## EXERCISE PROMPT:
In the short-story recommendations below, reproduce the part that opens with the words containing "First published in The New Yorker, 2003. Read" and closes with "Stories (Picador) Read online.", matching it word for word.

## EXERCISE PASSAGE:
§ §

‘Extra’ by Yiyun Li

As a nervous student of creative writing, I stumbled upon a conversation in Aysmptote between Claire Wigfall and Yiyun Li, both of whose stories I came to love. In that conversation, Yiyun Li discusses her literary relationship with William Trevor and the ways in which her stories form dialogues with his. This kind of writerly kinship seemed so liberating and hopeful to me. Almost all the stories I’ve written attempt a dialogue with another literary object. Among these is ‘Extra’, a particularly quiet and affecting example of Li’s work.

First published in The New Yorker, 2003. Read online

‘Last Night’, by James Salter

A spooky, sexy, not-quite ghost story, this one exemplifies many of the literary features traditionally associated with short fiction, particularly in terms of what it is that makes a good ending. For me, the tingliest moments of it come through the almost-whispered details: ‘They sat together in the living room as if they had come from a big party but were not quite ready for bed. Walter was thinking of what lay ahead, the light that would come on in the refrigerator when the door was opened.’ It’s a story I’d like someone to read to me in a darkened room.

First published in The New Yorker, 2002 and collected in Last Night: Stories (Picador) Read online.

§ §

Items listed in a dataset
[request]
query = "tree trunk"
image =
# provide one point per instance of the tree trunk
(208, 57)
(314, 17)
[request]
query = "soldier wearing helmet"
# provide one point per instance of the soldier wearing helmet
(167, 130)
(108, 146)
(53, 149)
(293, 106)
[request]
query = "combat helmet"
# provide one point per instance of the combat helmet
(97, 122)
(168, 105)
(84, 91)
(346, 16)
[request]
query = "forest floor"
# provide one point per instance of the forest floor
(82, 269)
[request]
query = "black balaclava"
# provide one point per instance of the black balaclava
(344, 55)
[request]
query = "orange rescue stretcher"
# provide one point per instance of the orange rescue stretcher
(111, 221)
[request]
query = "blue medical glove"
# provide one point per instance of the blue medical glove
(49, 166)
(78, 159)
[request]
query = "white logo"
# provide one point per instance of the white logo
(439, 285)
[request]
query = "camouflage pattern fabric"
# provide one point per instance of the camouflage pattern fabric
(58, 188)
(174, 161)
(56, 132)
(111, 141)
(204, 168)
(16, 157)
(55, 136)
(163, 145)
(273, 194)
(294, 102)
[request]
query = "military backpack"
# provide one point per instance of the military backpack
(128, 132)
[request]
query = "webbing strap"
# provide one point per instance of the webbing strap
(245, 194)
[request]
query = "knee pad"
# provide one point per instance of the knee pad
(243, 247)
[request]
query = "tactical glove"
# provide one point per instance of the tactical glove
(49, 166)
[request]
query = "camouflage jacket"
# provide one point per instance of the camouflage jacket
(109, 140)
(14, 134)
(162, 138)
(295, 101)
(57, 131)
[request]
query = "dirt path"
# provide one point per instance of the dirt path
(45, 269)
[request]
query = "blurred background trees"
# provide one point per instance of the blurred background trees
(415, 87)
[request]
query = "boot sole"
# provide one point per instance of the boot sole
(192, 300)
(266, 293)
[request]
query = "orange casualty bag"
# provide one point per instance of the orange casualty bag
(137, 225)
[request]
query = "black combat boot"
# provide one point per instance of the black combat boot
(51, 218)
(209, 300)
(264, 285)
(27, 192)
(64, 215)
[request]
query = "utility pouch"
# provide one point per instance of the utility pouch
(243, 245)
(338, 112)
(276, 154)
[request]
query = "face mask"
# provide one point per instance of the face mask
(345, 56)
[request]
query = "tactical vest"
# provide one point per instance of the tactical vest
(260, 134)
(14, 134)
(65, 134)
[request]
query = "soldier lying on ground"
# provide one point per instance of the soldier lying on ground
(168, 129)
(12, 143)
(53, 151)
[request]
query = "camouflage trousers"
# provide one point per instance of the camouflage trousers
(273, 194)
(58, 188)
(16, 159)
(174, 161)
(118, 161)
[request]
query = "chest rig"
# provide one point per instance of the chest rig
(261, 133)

§ §

## THE COMPLETED TASK:
First published in The New Yorker, 2003. Read online

‘Last Night’, by James Salter

A spooky, sexy, not-quite ghost story, this one exemplifies many of the literary features traditionally associated with short fiction, particularly in terms of what it is that makes a good ending. For me, the tingliest moments of it come through the almost-whispered details: ‘They sat together in the living room as if they had come from a big party but were not quite ready for bed. Walter was thinking of what lay ahead, the light that would come on in the refrigerator when the door was opened.’ It’s a story I’d like someone to read to me in a darkened room.

First published in The New Yorker, 2002 and collected in Last Night: Stories (Picador) Read online.